Extrait fourni:
Autre obstacle au déploiement du numérique, c’est la résistance opposée par les responsables des ong et chefs d’entreprises qui ne sont pas prêts à franchir ces barrières numériques. Ces derniers redoutent la transparence du process. Le défi lié à la carence énergétique ne facilite pas non plus le développement numérique à Bukavu. En effet, la plupart des villes de la RDC sont confrontées aux problèmes d’électricité et de connexion à l’internet.
Autres facteurs défavorables au développement du numérique à Bukavu réside au niveau administratif. Le coût exigé au fournisseur de la connexion internet s’élève actuellement à 50 mille dollars, ces opérateurs sont ainsi surtaxés et c’est le consommateur qui en paie les frais.
Tout ce qu’on a comme progrès dans le numérique à Bukavu, est le résultat de l’importation. On consomme encore une fois l’extérieur car même la connexion internet est fournie par des sociétés étrangères.
Ce diagnostic montre à quel point la RDC et le gouvernement provincial n’a pas de politique claire en faveur de l’entreprenariat numérique. Par contre les pays comme le Rwanda, le Burundi, le Kenya et l’Ouganda disposent déjà d’incubateurs numériques mais aussi des laboratoires partagés. Au Congo cependant, il n’y a pas d’incubateurs qui se focalisent dans le numérique.
Le dernier programme de 100 jours du gouvernement de la RDC n’avait pas intégré le numérique dans son budget. Toutefois, l’espoir reste permis avec la désignation au mois d’avril 2021 d’un Ministère chargé du numérique.
Le numérique, incontournable avec l’apparition de la covid-19
Dans le contexte actuel marqué par la Cocid-19, l’Organisation de coopération et de développement économiques (OCDE), affirme que la demande des compétences numériques a été accélérée. C’est le cas à Bukavu où l’Université catholique de Bukavu (UCB), a été la première institution à lancer des enseignements en ligne en période fermeture des écoles et universités dans la ville de Bukavu.

[Entrées de données]
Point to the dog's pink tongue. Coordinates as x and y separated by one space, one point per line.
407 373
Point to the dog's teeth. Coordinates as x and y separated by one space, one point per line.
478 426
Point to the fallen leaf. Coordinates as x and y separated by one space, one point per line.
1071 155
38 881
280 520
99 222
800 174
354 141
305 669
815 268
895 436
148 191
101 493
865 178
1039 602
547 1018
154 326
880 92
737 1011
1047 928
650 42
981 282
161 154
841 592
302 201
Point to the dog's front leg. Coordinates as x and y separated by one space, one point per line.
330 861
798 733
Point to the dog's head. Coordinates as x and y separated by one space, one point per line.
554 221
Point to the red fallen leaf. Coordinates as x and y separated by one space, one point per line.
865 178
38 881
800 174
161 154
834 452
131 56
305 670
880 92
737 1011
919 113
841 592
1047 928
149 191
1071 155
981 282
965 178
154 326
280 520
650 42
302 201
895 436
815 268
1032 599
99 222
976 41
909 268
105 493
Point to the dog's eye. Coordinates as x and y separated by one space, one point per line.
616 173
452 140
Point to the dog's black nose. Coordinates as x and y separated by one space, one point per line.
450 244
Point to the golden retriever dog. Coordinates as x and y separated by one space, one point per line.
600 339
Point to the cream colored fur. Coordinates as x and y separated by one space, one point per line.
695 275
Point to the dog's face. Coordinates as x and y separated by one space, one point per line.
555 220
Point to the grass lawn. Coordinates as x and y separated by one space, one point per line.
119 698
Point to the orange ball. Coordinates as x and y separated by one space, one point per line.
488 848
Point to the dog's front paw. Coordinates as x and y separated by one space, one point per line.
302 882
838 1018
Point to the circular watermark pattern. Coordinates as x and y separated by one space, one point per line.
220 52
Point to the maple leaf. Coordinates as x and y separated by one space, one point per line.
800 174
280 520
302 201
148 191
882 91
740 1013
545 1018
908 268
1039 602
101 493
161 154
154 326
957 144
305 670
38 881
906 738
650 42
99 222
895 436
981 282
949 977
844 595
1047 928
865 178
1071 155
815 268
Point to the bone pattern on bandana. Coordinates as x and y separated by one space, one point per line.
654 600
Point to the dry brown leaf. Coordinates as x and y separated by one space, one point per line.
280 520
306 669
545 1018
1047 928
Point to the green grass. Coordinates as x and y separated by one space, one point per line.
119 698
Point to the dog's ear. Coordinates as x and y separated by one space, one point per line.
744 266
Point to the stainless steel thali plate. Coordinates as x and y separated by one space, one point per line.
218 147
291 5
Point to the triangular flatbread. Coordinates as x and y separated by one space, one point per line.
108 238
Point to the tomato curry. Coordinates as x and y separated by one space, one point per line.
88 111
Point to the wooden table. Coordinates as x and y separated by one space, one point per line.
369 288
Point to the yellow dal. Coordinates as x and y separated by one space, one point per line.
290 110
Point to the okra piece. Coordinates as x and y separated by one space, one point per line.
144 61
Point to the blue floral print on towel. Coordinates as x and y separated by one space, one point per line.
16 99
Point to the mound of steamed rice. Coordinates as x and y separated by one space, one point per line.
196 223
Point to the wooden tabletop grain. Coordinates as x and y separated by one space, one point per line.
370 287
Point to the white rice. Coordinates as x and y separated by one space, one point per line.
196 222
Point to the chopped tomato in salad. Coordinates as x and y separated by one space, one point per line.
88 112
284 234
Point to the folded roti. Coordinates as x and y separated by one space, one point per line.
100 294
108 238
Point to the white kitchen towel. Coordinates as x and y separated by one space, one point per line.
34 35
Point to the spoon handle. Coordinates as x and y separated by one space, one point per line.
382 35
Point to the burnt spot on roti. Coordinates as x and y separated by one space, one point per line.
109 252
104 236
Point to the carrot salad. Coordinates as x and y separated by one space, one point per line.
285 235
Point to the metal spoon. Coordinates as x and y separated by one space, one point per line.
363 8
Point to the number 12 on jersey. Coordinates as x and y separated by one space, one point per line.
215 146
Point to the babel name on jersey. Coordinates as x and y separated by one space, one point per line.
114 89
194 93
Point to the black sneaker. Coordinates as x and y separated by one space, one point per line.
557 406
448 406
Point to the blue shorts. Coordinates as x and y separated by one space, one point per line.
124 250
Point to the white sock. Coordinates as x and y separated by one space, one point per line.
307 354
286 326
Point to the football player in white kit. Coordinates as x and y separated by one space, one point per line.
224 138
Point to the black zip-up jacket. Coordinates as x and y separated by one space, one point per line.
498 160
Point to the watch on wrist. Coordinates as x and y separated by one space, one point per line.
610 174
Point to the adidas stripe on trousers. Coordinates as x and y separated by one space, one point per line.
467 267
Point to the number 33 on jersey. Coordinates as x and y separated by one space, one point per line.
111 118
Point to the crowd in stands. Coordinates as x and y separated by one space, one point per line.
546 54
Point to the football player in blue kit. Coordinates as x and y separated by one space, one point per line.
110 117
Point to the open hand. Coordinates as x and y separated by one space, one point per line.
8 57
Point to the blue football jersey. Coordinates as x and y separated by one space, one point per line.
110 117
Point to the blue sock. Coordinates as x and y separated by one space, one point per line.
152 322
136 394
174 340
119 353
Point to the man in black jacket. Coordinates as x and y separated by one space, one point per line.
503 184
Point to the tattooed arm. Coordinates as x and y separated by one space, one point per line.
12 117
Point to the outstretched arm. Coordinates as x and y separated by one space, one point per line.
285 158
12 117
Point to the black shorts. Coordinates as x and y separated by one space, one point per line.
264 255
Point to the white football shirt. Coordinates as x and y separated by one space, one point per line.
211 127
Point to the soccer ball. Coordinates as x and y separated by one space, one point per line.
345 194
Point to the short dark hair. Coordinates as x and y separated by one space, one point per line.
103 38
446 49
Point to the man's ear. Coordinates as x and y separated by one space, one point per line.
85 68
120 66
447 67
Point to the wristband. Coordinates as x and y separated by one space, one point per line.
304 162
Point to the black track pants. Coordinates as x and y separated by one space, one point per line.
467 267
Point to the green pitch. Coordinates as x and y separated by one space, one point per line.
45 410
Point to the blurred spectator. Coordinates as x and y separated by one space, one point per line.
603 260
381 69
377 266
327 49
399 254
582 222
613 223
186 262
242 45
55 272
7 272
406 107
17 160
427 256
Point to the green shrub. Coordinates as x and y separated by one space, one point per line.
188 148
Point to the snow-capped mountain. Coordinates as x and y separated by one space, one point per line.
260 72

Consigne:
Rédigez la suite du texte consacré au numérique à Bukavu, en reprenant juste après sa dernière phrase.

Réponse attendue:
Malgré la situation de la pandémie à coronavirus qui a conduit le chef de l’État à prendre une série de mesures parmi lesquelles la suspension momentanée des enseignements sur toute l’étendue du pays, l’Université catholique de Bukavu avait mis en en place un programme qui a permis aux étudiants et aux enseignants de garder la distanciation sociale tout en suivant les cours.
Dans un entretien avec les professeurs Wenceslas Busane et Lucien Zihindula, respectivement vice-recteur aux affaires académiques et président de la commission chargée de l’enseignement à distance, ces derniers parlent de la motivation et des atouts dont dispose l’UCB pour la réussite de cette initiative.
S’agissant de la motivation, le prof Wenceslas a déclaré “nous avons décidé d’initier l’enseignement en ligne parce qu’ après avoir longuement réfléchi, nous devrions trouver une alternative pour continuer à vivre comme il le faut dans l’enseignement et la recherche même pendant la situation que nous parcourons. C’est pourquoi on a mis en place une plate-forme qui permettra aux enseignants et aux étudiants d’être interconnectés”. Concernant les atouts, l’UCB dispose d’un personnel enseignant bien outillé et qui est bien formé sur la NTIC et les étudiants possèdent tous des outils qui leur permettent de se connecter à l’internet, a-t-il précisé.
L’expérience de l’UCB reste unique dans la ville de Bukavu. En effet, très peu d’Institutions universitaires disposent de connexion à l’internet. Les enseignements sont dispensés en mode présentiel, faute de connexion à l’internet. Les universités font face à l’épineuse question de carence en équipements informatiques. La plupart des étudiants n’ont pas d’ordinateurs et sont incapables de payer des crédits téléphone pour naviguer. L’Etat congolais n’octroie pas de bourses aux étudiants. Tous les frais académiques sont pris en charge par les parents.